§ **CONSEGNA**
Trasforma in una tabella Markdown le righe che vanno da quella contenente "TARGET = bird" fino alla fine del materiale, estremi compresi, tralasciando le righe vuote. Nella colonna Nr indica il numero progressivo della riga e nella colonna Riga il suo testo.

# # # # # # #

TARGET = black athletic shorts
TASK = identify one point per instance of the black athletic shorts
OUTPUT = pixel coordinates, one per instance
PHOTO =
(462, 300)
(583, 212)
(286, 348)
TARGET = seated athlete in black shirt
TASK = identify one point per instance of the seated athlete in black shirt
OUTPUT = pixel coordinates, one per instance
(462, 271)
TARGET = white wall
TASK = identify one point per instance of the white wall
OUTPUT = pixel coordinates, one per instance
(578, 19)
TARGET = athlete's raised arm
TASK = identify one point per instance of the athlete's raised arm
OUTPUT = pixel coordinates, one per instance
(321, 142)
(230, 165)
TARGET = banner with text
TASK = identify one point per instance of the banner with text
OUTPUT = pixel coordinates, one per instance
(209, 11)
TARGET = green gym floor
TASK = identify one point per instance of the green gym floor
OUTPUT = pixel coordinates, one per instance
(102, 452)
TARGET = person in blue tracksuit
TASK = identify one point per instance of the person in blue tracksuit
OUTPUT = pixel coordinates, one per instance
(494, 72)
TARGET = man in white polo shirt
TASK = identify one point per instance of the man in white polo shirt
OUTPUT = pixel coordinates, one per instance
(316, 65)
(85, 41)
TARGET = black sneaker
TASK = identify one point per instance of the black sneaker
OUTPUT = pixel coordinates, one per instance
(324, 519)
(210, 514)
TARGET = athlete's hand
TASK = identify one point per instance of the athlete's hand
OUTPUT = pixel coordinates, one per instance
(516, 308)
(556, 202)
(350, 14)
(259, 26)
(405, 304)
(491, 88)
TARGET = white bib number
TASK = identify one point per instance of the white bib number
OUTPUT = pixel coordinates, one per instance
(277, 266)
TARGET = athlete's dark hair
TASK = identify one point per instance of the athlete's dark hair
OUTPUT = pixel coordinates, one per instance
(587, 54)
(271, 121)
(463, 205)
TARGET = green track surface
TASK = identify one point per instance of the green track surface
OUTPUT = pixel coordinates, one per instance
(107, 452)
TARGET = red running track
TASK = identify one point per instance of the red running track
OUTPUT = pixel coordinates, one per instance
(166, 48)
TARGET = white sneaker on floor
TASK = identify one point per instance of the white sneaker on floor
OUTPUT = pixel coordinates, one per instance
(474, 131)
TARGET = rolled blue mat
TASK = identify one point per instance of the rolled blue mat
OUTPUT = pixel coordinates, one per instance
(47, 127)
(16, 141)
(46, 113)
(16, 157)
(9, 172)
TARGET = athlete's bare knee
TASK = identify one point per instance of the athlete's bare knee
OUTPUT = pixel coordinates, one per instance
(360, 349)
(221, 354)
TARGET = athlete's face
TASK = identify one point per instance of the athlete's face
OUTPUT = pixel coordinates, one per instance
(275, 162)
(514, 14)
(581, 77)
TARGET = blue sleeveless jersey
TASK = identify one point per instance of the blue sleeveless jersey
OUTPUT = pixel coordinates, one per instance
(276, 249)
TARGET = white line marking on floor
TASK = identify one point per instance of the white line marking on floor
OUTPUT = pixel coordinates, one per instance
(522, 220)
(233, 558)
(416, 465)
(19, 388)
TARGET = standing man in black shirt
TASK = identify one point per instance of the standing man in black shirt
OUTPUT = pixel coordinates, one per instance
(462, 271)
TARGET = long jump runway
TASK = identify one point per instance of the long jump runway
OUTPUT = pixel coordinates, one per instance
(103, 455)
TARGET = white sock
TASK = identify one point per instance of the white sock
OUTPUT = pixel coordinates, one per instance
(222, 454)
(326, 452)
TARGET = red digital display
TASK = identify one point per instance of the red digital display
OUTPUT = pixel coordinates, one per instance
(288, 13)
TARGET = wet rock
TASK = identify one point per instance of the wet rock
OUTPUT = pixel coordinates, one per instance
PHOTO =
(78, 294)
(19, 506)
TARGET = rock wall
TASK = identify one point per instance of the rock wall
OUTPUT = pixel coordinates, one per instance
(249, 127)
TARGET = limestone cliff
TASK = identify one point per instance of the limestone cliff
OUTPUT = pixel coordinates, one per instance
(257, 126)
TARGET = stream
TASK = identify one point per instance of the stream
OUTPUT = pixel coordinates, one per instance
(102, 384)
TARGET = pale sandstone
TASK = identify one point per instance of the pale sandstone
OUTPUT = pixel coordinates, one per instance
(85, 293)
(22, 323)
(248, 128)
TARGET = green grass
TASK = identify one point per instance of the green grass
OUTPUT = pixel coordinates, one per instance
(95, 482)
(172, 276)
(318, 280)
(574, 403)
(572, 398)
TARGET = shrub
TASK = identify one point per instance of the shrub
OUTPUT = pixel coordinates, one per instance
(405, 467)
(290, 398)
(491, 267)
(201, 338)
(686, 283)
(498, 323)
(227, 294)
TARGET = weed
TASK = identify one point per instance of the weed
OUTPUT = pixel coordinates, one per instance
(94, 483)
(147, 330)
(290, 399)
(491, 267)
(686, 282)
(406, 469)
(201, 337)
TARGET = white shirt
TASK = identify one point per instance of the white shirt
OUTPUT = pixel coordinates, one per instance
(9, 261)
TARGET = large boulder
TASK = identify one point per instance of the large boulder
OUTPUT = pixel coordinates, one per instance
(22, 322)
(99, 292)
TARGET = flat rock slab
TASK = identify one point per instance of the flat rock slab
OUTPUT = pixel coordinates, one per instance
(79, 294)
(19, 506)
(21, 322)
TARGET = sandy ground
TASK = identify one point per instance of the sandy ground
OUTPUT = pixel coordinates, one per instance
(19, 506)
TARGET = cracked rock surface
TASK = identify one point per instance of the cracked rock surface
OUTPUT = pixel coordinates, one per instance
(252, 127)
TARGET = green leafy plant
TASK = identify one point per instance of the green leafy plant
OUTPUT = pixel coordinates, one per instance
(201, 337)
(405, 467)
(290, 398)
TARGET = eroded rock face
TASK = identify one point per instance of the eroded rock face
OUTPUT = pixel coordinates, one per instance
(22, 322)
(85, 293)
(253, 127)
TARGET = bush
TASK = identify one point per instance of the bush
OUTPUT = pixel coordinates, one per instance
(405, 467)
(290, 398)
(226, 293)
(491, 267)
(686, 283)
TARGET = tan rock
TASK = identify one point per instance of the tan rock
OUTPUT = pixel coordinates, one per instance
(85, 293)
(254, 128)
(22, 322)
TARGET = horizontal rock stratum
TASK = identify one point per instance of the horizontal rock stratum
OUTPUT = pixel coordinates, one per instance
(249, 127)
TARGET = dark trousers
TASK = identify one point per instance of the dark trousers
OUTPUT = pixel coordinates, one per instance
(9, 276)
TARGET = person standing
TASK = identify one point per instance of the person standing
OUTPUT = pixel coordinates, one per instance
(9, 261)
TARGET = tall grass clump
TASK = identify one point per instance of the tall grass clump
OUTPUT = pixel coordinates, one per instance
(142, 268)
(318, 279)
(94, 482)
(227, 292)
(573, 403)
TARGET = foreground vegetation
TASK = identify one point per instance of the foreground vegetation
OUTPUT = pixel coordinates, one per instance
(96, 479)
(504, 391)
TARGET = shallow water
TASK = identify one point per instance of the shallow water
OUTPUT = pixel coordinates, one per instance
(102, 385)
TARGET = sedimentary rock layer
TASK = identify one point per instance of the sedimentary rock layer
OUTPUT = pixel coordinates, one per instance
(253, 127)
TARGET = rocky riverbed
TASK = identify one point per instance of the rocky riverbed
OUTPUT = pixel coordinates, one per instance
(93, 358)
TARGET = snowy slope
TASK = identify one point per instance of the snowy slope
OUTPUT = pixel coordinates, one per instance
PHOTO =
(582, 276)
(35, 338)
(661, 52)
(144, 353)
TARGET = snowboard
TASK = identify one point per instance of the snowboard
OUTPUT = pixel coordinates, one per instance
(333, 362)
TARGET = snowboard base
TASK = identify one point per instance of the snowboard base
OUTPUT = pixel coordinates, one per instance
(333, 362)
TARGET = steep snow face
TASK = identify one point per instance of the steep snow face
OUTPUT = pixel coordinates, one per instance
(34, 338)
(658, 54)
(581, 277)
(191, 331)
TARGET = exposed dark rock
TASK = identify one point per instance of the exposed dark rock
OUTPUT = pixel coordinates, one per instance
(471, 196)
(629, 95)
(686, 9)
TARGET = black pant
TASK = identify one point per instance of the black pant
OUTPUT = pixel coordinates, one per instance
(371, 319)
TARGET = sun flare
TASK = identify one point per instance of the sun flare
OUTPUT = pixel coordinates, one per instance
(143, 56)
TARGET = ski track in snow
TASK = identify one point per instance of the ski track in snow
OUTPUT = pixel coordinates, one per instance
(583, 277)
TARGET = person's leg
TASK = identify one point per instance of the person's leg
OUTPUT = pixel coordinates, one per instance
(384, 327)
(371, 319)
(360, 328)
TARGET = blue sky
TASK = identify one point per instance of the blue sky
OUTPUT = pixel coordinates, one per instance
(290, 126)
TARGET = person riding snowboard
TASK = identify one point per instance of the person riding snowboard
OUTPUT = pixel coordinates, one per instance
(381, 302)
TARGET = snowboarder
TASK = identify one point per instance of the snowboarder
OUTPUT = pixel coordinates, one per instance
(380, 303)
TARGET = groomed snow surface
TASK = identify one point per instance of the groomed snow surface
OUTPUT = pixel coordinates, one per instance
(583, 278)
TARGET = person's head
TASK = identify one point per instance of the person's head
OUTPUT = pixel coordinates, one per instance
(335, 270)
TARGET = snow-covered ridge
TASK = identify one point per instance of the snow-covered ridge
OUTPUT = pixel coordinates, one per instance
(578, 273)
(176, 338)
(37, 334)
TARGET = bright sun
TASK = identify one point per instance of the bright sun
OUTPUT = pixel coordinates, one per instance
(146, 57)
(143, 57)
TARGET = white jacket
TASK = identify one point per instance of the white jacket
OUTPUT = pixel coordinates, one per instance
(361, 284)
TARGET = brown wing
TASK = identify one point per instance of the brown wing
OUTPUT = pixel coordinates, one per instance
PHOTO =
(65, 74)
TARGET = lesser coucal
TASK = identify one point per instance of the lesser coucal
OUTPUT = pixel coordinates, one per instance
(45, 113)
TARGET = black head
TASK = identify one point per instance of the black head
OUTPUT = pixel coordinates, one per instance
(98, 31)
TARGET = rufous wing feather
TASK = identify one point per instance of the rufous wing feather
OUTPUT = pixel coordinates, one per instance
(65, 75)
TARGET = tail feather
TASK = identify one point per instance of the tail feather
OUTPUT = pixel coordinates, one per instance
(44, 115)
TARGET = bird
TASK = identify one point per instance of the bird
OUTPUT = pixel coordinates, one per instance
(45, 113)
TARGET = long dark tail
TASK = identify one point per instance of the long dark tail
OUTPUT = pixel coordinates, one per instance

# # # # # # #

§ **SOLUZIONE**
| Nr | Riga |
|---|---|
| 1 | TARGET = bird |
| 2 | TASK = identify one point per instance of the bird |
| 3 | OUTPUT = pixel coordinates, one per instance |
| 4 | (45, 113) |
| 5 | TARGET = long dark tail |
| 6 | TASK = identify one point per instance of the long dark tail |
| 7 | OUTPUT = pixel coordinates, one per instance |